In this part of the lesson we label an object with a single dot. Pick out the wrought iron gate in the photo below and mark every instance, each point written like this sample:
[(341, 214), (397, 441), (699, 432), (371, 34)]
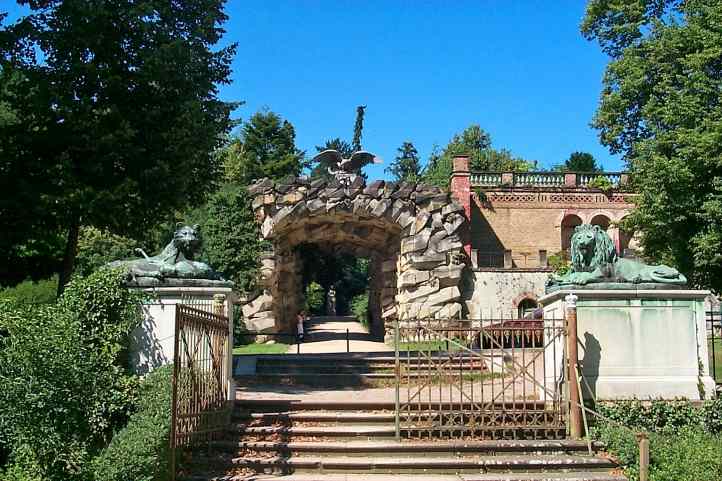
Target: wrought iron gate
[(201, 410), (488, 379)]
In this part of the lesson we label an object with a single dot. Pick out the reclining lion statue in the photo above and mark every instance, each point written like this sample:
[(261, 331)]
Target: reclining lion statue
[(595, 260), (174, 262)]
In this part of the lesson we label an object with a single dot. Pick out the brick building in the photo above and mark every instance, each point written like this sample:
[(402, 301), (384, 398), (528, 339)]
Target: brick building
[(520, 219)]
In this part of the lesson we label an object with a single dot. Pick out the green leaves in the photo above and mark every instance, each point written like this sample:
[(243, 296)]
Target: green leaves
[(65, 388), (661, 107)]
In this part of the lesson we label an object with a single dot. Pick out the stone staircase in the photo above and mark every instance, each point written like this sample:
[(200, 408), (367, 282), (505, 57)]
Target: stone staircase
[(354, 441)]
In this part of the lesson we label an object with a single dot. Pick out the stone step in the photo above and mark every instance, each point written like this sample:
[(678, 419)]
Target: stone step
[(326, 431), (275, 404), (345, 417), (406, 447), (498, 463), (560, 476), (521, 431)]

|---|

• _Stated goal_:
Give back, unchanged, every line from the one with "the stone staircase" to the end of the entries above.

• _Full solution_:
In this part of the lesson we label an object with a single dot. Pick out the stone staircase in the photo above and mark every instance, each point written like this sample:
[(200, 408), (367, 282), (505, 57)]
Target: stone staircase
[(354, 441)]
In this part of the lesson we label an object with a single dot. Pick out the stone step in the photo above and mark every instance, each point written like this sample:
[(678, 419)]
Target: stone step
[(326, 431), (275, 404), (345, 417), (406, 447), (498, 463), (560, 476), (521, 431)]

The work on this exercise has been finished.